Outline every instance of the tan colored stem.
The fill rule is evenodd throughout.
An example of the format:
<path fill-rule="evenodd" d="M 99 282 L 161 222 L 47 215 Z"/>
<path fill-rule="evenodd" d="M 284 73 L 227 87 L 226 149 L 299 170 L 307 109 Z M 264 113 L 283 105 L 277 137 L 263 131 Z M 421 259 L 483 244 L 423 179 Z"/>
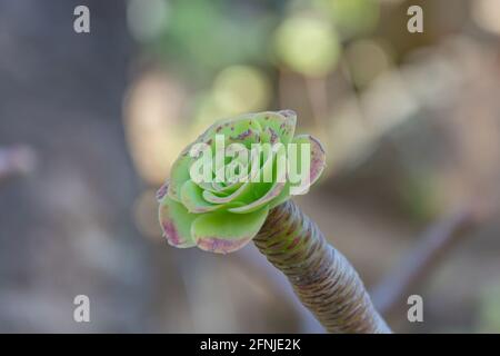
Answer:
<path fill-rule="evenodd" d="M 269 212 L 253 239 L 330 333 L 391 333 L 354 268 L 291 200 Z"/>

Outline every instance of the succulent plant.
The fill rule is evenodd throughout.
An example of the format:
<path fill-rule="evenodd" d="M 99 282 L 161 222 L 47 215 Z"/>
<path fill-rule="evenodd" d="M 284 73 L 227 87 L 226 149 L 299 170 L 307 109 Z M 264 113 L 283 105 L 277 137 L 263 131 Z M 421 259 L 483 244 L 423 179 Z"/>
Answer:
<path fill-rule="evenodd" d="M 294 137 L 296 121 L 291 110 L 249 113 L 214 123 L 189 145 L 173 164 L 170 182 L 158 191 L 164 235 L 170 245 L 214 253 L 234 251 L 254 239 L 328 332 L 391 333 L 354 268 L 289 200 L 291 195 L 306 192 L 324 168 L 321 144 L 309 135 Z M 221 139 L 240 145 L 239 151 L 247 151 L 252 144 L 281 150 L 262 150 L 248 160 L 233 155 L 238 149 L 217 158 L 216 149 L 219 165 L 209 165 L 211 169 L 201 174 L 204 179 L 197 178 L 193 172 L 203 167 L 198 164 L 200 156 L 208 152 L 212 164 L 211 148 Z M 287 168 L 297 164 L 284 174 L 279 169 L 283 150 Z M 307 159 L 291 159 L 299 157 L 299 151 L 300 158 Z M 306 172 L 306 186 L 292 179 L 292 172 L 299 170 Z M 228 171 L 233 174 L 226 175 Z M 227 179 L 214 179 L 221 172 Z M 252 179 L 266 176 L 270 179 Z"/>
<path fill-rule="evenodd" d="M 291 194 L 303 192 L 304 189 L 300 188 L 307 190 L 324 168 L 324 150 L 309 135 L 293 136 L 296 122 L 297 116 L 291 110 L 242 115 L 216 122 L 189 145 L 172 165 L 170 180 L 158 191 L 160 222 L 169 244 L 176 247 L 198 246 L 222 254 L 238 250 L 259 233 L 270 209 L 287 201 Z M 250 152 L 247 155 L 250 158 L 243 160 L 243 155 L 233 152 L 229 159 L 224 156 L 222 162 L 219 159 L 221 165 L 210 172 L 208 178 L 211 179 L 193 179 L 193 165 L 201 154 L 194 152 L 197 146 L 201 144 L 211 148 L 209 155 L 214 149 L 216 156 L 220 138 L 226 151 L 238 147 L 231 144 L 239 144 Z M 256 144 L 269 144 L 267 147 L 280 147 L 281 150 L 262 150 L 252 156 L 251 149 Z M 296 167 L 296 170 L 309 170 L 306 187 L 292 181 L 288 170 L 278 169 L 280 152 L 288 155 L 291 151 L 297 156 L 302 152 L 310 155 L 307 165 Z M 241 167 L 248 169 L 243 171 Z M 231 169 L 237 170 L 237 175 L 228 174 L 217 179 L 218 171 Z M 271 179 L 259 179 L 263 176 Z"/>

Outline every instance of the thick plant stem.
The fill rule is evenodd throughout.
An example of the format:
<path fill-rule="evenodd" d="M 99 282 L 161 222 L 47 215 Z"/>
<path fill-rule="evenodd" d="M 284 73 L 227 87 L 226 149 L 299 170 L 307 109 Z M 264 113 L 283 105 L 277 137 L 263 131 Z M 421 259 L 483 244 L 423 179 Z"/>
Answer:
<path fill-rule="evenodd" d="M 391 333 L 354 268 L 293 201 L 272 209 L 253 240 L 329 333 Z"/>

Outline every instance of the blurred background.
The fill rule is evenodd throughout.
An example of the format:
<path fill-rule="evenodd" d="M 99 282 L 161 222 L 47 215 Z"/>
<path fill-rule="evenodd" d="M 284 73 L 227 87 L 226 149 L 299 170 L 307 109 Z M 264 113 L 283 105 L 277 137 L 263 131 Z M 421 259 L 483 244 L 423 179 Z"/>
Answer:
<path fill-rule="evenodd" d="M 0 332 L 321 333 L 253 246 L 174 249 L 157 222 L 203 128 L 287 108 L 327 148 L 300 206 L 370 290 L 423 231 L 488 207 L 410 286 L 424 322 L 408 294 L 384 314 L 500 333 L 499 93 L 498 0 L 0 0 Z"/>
:::
TASK TO COMPLETE: Please edit the entries above so that "Outline every instance of" becomes "Trace each occurrence of" each time it appears, with everything else unchanged. Leave the pictures out of your version.

ANSWER TO THE PROBLEM:
Trace each occurrence of the tan colored stem.
The fill rule is evenodd throughout.
An example of the format:
<path fill-rule="evenodd" d="M 99 282 L 161 222 L 47 215 Z"/>
<path fill-rule="evenodd" d="M 284 73 L 227 87 L 226 149 L 299 170 L 307 109 Z M 264 113 L 283 105 L 277 137 L 263 131 Z M 421 259 L 483 244 L 423 179 Z"/>
Answer:
<path fill-rule="evenodd" d="M 269 212 L 253 239 L 330 333 L 391 333 L 354 268 L 291 200 Z"/>

Trace each occurrence of the succulent plant.
The fill rule is evenodd throughout.
An example of the format:
<path fill-rule="evenodd" d="M 99 282 L 161 222 L 47 215 Z"/>
<path fill-rule="evenodd" d="M 284 73 L 227 87 L 226 149 L 299 170 L 307 109 Z M 264 113 L 283 105 L 277 137 L 263 131 Z M 421 259 L 483 244 L 423 179 Z"/>
Answer:
<path fill-rule="evenodd" d="M 294 137 L 296 121 L 291 110 L 249 113 L 214 123 L 189 145 L 173 164 L 170 182 L 158 191 L 164 235 L 170 245 L 214 253 L 234 251 L 254 239 L 328 332 L 391 333 L 354 268 L 289 200 L 291 195 L 306 192 L 324 168 L 321 144 L 309 135 Z M 221 139 L 240 145 L 239 151 L 247 151 L 252 144 L 281 150 L 262 150 L 248 160 L 233 155 L 238 149 L 217 158 L 216 149 L 219 165 L 209 165 L 211 169 L 201 174 L 204 179 L 197 178 L 193 172 L 203 167 L 198 164 L 200 156 L 208 152 L 212 164 L 211 148 Z M 287 168 L 297 164 L 284 174 L 279 169 L 283 150 Z M 307 159 L 291 159 L 299 157 L 299 151 L 300 158 Z M 306 172 L 306 186 L 292 179 L 292 172 L 299 170 Z M 228 171 L 233 174 L 226 175 Z M 227 179 L 214 179 L 221 172 Z M 252 179 L 266 176 L 270 179 Z"/>
<path fill-rule="evenodd" d="M 291 194 L 303 192 L 304 189 L 300 188 L 307 190 L 324 168 L 324 150 L 309 135 L 293 136 L 296 122 L 297 116 L 291 110 L 242 115 L 216 122 L 189 145 L 172 165 L 170 180 L 158 191 L 160 222 L 169 244 L 176 247 L 198 246 L 222 254 L 238 250 L 259 233 L 270 209 L 287 201 Z M 250 152 L 247 155 L 250 158 L 243 160 L 243 155 L 233 152 L 229 159 L 224 156 L 222 162 L 219 159 L 221 165 L 210 172 L 208 178 L 211 179 L 193 179 L 193 165 L 201 154 L 194 152 L 197 146 L 201 144 L 211 148 L 209 155 L 214 149 L 216 156 L 220 138 L 226 151 L 238 147 L 231 144 L 239 144 Z M 256 144 L 269 144 L 267 147 L 280 147 L 281 150 L 262 150 L 252 156 L 251 149 Z M 296 167 L 296 170 L 309 170 L 306 187 L 292 181 L 288 170 L 278 169 L 280 152 L 288 155 L 291 151 L 297 156 L 302 152 L 310 155 L 307 165 Z M 241 167 L 248 169 L 243 171 Z M 231 169 L 237 170 L 237 175 L 228 174 L 217 179 L 218 171 Z M 271 179 L 259 179 L 263 176 Z"/>

Trace each occurrence of the thick plant stem.
The fill rule is evenodd throughout.
An example of the format:
<path fill-rule="evenodd" d="M 99 282 L 161 222 L 47 215 Z"/>
<path fill-rule="evenodd" d="M 284 73 L 227 87 L 226 149 L 299 170 L 307 109 Z M 264 113 L 283 105 L 277 137 L 263 131 Z M 421 259 L 483 244 L 423 179 Z"/>
Answer:
<path fill-rule="evenodd" d="M 391 333 L 354 268 L 293 201 L 272 209 L 253 240 L 329 333 Z"/>

Trace each occurrence of the blurred background.
The fill rule is evenodd throughout.
An example of the format:
<path fill-rule="evenodd" d="M 99 282 L 161 222 L 47 215 Z"/>
<path fill-rule="evenodd" d="M 284 73 L 227 87 L 226 149 L 299 170 L 307 109 Z M 264 113 L 283 105 L 277 137 L 263 131 Z M 421 259 L 483 244 L 423 179 Z"/>
Answer:
<path fill-rule="evenodd" d="M 0 332 L 321 333 L 253 246 L 174 249 L 157 222 L 203 128 L 287 108 L 327 148 L 300 206 L 370 290 L 423 231 L 488 207 L 410 286 L 424 322 L 408 294 L 384 314 L 500 333 L 499 93 L 498 0 L 0 0 Z"/>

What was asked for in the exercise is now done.